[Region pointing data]
=== Begin Enclosure ===
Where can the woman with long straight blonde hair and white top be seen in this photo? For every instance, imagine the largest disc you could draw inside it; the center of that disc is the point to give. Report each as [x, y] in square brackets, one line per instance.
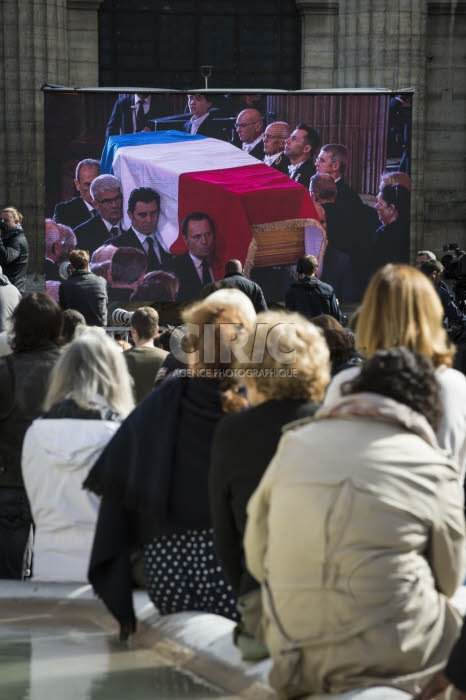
[401, 308]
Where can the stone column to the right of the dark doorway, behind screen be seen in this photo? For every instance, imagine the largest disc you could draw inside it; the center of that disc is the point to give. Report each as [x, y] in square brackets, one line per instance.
[373, 44]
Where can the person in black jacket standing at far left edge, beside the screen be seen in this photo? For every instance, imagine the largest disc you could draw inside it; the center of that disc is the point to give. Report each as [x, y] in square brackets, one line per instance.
[14, 248]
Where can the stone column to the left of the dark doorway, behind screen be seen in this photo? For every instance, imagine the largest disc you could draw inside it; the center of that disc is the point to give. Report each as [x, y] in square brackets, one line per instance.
[36, 47]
=== End Enclosure ===
- **Exercise**
Retype the lines above exactly, no pictures.

- **Answer to this exercise**
Where can the woman with long straight blonde hair and white top be seen in this photo? For every instance, imagine the largest disc you could draw inside it; the center of that disc is the point to give. Report each as [x, y] in square brackets, one line per instance.
[401, 308]
Where can the stone column to the right of the dark doorway, behind screen be seen in this photo? For every instance, imagine the largest disc you could draw inside it; the center of that disc is the point to give. Report each as [x, y] in square brackets, one line per instance.
[373, 44]
Where can the person in black jacket standing at far left edge, beside the screen be seen in this photo? For every instance, imagine the largest disc you could draw inside it; the center of that disc is the point to give. Report each as [x, y] in square brackets, one line per instance.
[14, 248]
Where can the stone column to the left of the dark doorway, behind screen be seen in this photo? For every instance, imagine the largest disc you could draw inside it; the center of that disc is the point to give. Report each as [x, y] in square brackets, one line per instance.
[36, 47]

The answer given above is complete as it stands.